- _Try it_
Extract the data exactly, missing nothing.
============
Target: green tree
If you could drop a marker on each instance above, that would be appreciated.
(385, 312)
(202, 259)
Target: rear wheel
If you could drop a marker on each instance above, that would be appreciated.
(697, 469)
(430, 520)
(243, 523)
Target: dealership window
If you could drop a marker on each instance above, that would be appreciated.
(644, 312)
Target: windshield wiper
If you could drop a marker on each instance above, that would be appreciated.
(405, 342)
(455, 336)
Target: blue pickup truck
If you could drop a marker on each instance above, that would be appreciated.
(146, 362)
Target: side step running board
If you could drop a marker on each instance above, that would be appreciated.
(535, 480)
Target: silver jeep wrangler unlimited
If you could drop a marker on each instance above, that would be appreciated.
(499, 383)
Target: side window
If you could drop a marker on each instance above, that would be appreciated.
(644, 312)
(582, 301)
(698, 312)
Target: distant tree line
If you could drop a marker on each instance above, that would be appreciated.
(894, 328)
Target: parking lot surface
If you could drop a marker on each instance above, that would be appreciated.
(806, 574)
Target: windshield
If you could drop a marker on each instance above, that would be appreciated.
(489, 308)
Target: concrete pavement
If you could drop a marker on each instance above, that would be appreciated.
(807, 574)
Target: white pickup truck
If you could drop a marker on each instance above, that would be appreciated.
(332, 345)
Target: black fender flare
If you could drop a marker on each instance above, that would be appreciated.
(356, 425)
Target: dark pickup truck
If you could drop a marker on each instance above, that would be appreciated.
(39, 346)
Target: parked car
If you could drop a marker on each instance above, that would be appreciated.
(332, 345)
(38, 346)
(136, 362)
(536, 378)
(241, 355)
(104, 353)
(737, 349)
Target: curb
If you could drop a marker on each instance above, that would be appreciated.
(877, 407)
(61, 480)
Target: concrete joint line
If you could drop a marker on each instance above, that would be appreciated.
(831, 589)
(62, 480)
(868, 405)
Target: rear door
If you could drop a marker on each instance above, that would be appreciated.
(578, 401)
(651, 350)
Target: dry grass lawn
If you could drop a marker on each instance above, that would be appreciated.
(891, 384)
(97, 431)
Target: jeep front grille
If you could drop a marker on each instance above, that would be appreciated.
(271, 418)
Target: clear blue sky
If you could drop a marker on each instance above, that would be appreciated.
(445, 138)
============
- _Result for this exercise_
Target: green tree
If you could drop a marker on each instance above, that would be appreciated.
(385, 312)
(202, 259)
Target: rear wheel
If you could drop a marker on each instance above, that would be appreciated.
(697, 469)
(430, 520)
(243, 523)
Target: dealership window
If you could drop a marker on each instance above, that would be appreciated.
(644, 312)
Target: windshield wiper
If you could drop a marker on each instance above, that would be appreciated.
(405, 342)
(455, 336)
Target: blue pickup truck
If you could drop a marker on each instance above, that would be appreciated.
(146, 362)
Target: side step running board
If you could drop a marker on each instance above, that would be appreciated.
(535, 480)
Target: silver jeep wrangler unlimited
If you could drop a marker on each instance above, that would be appreciated.
(499, 383)
Target: side window
If you could drop a marker on each instance above, that would be appreciated.
(644, 312)
(582, 301)
(698, 312)
Target: distant tree line
If you could drop a marker on each instance above, that would be appreciated.
(894, 328)
Target: parking lot surface
If you could drop a marker on each instance above, that would be appreciated.
(806, 574)
Target: windshield
If you could drop a marker on each instance above, that would be appreciated.
(489, 308)
Target: concrete pavement
If you could drop a marker on each instance above, that would be appreciated.
(807, 574)
Target: white pickup truck
If you could drop a marker on each instance above, that would be appreciated.
(332, 345)
Target: black fender flare
If you could drop a marker on each instance above, that would be appreciated.
(356, 425)
Target: dark pickup truck
If you could drop a marker on each instance above, that would be appreciated.
(39, 346)
Target: parked car
If you could drop a marker on each instance above, that would be appreciated.
(332, 345)
(38, 346)
(136, 362)
(536, 378)
(241, 355)
(104, 353)
(737, 349)
Target: curb
If you could drop a marker on each instance above, that would be appreciated.
(877, 407)
(61, 480)
Target: concrete joint line
If you could drop a marker on each instance above, that would be appreciated.
(831, 589)
(62, 480)
(868, 405)
Target: rear door
If you could drop a marker on each instance above, that would be appreciated.
(578, 401)
(651, 350)
Target: dry grass lawn
If you could drop a marker on each instance above, that would be appreciated.
(891, 384)
(97, 431)
Target: jeep front grille
If you could drop a marker on each instance above, that would be appreciated.
(271, 418)
Target: clear blue sky
If you could drop a marker on each instance above, that would be appreciated.
(445, 138)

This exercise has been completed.